• Exercise 1
From the records, copy out verbatim the lines starting at the one containing "Locate the yellow building" and ending at the one containing "pixel 699 386".

··· Excerpt provided

Environmentalism
Monday, March 6, 2023 12:24 PM
David Attenborough & A Life on Our Planet (2020)
• Bringing the natural world into our homes
• Human actions damage almost all of nature, but it sustains us
• Nature returns when humans recedes
Environment today
• Animal Extinction: animal populations have declined 60% since 1970 (WWF)
• Plastics: widespread impacts, particularly on the world’s oceans and marine life (National Geographic)
• Landfill: 2.12bn tons of waste globally per annum – World Bank estimates to grow 70% by 2050
Climate change scale
• Australian bush fires 2019-20: more than 20% of Australian forest burnt
• EcoWatch, 5 October 2018: ‘8 Cities that could be underwater as Oceans Rise’ (Houston, London, Shanghai, Dhaka,
Manila, Lagos, Bangkok, Jakarta)

······

• Exercise 2
Continue the environmentalism notes above from the point where they stop.

··· Exercise data

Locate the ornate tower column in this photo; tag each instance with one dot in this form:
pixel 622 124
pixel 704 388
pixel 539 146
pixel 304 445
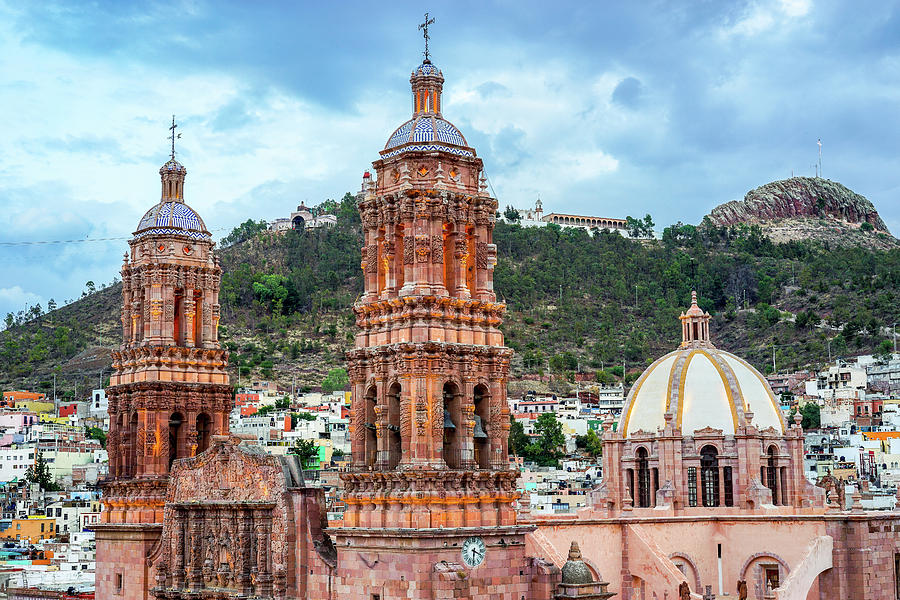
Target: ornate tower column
pixel 430 421
pixel 170 392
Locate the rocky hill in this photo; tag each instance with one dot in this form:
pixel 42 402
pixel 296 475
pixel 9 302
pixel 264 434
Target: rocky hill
pixel 812 208
pixel 575 301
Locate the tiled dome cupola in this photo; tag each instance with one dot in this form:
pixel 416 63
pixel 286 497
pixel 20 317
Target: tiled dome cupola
pixel 695 326
pixel 427 130
pixel 172 216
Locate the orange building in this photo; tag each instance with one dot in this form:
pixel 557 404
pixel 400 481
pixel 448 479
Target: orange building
pixel 14 396
pixel 33 529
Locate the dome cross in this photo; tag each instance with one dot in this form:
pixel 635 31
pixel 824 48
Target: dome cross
pixel 172 136
pixel 424 28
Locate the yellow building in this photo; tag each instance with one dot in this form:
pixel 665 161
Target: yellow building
pixel 33 529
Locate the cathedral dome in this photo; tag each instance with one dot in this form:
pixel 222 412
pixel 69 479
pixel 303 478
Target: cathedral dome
pixel 700 386
pixel 172 217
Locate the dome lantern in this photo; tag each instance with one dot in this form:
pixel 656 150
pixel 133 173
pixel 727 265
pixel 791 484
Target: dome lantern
pixel 695 326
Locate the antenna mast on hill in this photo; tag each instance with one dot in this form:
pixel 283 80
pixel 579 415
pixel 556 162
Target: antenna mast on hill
pixel 424 28
pixel 819 171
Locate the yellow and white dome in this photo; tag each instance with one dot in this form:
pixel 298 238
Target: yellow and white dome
pixel 699 386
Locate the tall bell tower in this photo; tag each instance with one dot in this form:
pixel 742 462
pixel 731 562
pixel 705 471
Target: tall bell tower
pixel 430 495
pixel 169 393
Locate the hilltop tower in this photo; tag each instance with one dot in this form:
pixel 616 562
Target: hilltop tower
pixel 169 393
pixel 430 492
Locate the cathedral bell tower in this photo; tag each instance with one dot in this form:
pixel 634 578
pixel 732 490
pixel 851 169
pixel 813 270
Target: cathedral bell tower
pixel 430 494
pixel 169 393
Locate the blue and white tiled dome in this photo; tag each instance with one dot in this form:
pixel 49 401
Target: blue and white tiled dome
pixel 427 132
pixel 426 68
pixel 172 218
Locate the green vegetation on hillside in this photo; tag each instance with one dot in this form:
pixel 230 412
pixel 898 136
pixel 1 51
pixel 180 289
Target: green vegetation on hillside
pixel 575 301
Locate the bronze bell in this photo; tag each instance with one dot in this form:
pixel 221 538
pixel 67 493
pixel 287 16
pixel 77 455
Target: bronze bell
pixel 448 422
pixel 478 432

······

• Exercise result 1
Locate the yellow building in this photo; tag each instance with one dot in this form:
pixel 665 161
Target: yellow building
pixel 33 529
Locate the cathedral dome in this photo; tag each instance with one dot in this form:
pixel 222 412
pixel 69 479
pixel 303 478
Target: cathedral dome
pixel 700 386
pixel 172 217
Locate the dome lantern in this photo; tag each instance with one dot in this form:
pixel 656 150
pixel 133 173
pixel 727 265
pixel 791 484
Target: dome lantern
pixel 695 326
Locate the antenna mast on hill in this photo; tag each instance with one dot in this form:
pixel 283 80
pixel 579 415
pixel 556 162
Target: antenna mast on hill
pixel 424 28
pixel 819 171
Locate the yellow and white dome in this photo; tag each instance with one dot in this form:
pixel 298 238
Target: yellow and white dome
pixel 699 386

• Exercise result 2
• Science Magazine: Deforestation (Amazon Rainforests) exploding
HISTORY OF GREEN POLITICAL THOUGHT
• Environment = our surroundings
• Derived from French verb ‘environner’ – to surround
• Concept arose in the mid-19th century: Human beings are shaped by their (natural) environment
Holism
Humans and nature are intertwined and interdependent – works both ways. Interconnections, planetary scale, actions in
one place affect others. In a self-sustaining biosphere all living organisms are part of one entity. Taking an holistic view
causes us to revalue nature. Lovelock (1979) Gaia: A New Look at Life on Earth
We have become too anthropocentric: seeing ourselves as the central element of existence.
Ecocentrism: places value on the natural environment – whether of ‘use’ to humans or not
The ancient lineage of environmentalism
• Environmental ethics in Ancient Greek thought
• Studied how plants and animals relate to their habitats (Plato & Artistotle)
• But some trace to Palaeolithic or Neolithic times: more a ‘way of life’
Indigenous cultures place nature at the core
• Stems from a time when we lived in, and directly from, nature
• ‘Sumak Kawsay’, Quechua word, loosely translated: ‘Good Living’
• How to live well within ourselves but also in connection to our communities . . . reciprocity and harmony with
Pachamama (Mother Nature)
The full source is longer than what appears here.